Part of a data file:
>> START
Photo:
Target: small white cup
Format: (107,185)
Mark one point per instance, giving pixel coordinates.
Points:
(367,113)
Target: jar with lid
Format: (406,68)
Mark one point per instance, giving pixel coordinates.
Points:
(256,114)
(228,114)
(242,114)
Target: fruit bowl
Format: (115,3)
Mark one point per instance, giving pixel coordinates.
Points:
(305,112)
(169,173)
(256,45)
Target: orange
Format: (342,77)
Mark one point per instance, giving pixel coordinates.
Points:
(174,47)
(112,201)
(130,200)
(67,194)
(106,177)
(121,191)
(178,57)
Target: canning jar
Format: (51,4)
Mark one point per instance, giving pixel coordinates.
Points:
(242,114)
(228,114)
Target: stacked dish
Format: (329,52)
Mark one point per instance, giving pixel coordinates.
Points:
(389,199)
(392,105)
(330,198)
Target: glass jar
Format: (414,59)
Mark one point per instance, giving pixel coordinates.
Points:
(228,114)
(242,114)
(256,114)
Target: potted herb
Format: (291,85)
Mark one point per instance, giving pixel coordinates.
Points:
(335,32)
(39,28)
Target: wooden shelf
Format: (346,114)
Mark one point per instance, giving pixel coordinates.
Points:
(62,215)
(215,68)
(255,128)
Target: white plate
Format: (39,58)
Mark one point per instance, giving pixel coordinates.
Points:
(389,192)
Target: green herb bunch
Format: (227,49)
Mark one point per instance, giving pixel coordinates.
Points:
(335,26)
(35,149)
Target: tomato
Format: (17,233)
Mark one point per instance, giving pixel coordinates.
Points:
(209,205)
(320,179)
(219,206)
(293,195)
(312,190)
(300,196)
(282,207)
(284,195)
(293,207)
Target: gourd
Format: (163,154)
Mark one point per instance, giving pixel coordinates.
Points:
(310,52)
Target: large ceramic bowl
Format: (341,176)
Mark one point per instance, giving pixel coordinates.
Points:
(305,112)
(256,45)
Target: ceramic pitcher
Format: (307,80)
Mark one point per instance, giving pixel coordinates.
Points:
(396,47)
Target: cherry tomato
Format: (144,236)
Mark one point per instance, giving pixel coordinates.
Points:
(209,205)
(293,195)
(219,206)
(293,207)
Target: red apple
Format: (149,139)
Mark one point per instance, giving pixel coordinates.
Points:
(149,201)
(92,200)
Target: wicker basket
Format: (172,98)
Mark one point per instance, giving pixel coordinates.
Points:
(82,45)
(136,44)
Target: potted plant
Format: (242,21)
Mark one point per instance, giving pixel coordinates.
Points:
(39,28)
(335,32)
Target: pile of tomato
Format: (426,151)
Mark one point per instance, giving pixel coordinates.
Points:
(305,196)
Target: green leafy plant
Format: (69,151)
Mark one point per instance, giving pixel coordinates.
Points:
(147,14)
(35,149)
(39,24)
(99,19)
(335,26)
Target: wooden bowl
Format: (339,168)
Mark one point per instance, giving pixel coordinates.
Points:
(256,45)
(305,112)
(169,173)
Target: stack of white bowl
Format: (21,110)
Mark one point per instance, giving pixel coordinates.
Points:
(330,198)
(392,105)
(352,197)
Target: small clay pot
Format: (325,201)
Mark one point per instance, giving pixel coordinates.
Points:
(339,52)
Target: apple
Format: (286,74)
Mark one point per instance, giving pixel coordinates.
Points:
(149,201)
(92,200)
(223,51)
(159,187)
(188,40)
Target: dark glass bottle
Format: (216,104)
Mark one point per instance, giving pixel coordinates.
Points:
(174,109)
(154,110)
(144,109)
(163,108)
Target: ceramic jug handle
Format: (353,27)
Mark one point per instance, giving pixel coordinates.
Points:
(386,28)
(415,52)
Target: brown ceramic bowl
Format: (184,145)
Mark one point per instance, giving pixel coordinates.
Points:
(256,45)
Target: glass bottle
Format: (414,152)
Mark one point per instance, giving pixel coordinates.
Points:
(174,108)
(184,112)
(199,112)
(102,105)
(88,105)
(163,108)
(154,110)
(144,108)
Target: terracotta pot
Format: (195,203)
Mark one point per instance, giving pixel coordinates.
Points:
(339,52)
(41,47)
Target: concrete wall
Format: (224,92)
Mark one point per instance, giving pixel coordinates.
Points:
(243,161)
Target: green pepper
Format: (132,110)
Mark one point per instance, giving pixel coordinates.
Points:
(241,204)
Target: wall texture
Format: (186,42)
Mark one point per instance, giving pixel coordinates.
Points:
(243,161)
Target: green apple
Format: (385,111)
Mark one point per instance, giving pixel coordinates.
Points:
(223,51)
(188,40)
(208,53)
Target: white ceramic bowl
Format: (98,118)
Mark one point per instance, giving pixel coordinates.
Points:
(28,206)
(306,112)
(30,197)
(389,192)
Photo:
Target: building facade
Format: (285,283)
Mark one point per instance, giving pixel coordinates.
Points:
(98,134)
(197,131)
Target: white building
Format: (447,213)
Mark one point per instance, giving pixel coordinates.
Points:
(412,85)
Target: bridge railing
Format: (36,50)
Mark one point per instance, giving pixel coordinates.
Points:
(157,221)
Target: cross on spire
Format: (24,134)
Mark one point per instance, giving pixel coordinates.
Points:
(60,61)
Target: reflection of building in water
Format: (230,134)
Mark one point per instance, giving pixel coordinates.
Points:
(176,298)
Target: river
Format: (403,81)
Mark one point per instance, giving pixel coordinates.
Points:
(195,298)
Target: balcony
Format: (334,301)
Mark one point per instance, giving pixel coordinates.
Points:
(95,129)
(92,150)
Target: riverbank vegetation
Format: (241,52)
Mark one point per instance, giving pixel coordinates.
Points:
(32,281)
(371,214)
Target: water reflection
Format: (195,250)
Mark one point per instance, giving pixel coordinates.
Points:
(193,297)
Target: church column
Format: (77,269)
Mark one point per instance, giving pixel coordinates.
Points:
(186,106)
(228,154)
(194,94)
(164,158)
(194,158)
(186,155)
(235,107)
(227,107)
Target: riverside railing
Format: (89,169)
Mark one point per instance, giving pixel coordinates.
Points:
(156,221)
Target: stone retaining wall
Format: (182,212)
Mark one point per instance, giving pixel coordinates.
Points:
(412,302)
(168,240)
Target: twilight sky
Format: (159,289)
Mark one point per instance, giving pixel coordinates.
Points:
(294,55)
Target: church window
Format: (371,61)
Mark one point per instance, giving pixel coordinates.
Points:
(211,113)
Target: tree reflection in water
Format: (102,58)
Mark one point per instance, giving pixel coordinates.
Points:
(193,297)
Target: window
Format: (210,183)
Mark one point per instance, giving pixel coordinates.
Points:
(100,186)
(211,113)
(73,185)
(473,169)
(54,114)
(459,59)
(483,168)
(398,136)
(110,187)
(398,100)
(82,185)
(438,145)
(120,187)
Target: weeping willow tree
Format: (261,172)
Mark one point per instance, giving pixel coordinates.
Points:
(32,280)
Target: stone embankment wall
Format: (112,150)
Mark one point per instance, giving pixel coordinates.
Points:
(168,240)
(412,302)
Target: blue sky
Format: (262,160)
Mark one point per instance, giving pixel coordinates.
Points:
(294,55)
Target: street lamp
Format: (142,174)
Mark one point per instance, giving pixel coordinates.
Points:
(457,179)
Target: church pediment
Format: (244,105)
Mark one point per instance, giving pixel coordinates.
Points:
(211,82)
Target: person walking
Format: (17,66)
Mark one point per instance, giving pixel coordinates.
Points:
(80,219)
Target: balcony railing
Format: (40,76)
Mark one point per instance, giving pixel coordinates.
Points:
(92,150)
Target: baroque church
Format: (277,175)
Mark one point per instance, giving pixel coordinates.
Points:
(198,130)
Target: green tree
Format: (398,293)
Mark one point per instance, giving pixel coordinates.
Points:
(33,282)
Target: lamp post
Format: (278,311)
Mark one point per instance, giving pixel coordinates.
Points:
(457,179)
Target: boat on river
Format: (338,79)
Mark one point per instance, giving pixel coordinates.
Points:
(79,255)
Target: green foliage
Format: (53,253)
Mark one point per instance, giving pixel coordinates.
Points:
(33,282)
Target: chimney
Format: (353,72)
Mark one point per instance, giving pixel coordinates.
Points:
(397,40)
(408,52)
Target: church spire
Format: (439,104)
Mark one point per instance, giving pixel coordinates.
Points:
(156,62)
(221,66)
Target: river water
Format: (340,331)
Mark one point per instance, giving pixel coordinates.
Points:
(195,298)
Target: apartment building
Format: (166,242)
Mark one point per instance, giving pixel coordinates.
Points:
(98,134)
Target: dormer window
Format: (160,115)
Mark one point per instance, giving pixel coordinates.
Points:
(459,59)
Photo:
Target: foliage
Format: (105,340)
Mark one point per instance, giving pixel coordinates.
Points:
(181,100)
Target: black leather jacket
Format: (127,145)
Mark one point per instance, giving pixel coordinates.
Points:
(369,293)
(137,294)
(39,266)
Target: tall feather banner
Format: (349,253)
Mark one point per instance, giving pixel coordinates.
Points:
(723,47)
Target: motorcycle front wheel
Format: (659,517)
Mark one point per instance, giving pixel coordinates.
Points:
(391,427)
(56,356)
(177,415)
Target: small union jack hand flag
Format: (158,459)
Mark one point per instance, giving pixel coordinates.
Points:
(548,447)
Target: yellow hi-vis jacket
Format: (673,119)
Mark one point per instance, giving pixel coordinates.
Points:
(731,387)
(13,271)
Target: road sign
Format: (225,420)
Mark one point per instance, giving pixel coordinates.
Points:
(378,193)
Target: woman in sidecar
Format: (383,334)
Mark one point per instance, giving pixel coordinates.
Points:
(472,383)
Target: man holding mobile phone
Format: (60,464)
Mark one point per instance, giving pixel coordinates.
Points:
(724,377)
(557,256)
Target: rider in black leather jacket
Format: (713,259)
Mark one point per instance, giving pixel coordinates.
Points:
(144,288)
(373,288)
>> END
What to do: The lines to reproduce run from the line containing "Target: yellow hi-vis jacket" to the end of the listing; write them out exactly and add nothing.

Solved problem:
Target: yellow hi-vis jacket
Format: (673,119)
Mark one point per instance, giving pixel coordinates.
Points:
(731,387)
(13,271)
Target: road sign
Format: (225,420)
Mark one point per instance, giving pixel coordinates.
Points:
(378,193)
Target: woman in sidecar
Format: (383,334)
Mark one point per instance, giving pixel coordinates.
Points:
(472,383)
Target: man holding mobile phone
Format: (60,464)
Mark one point per instance, giving pixel coordinates.
Points:
(724,377)
(557,256)
Target: rider in black leather jacket
Format: (713,259)
Mark one point per instance, giving pixel coordinates.
Points:
(144,288)
(373,288)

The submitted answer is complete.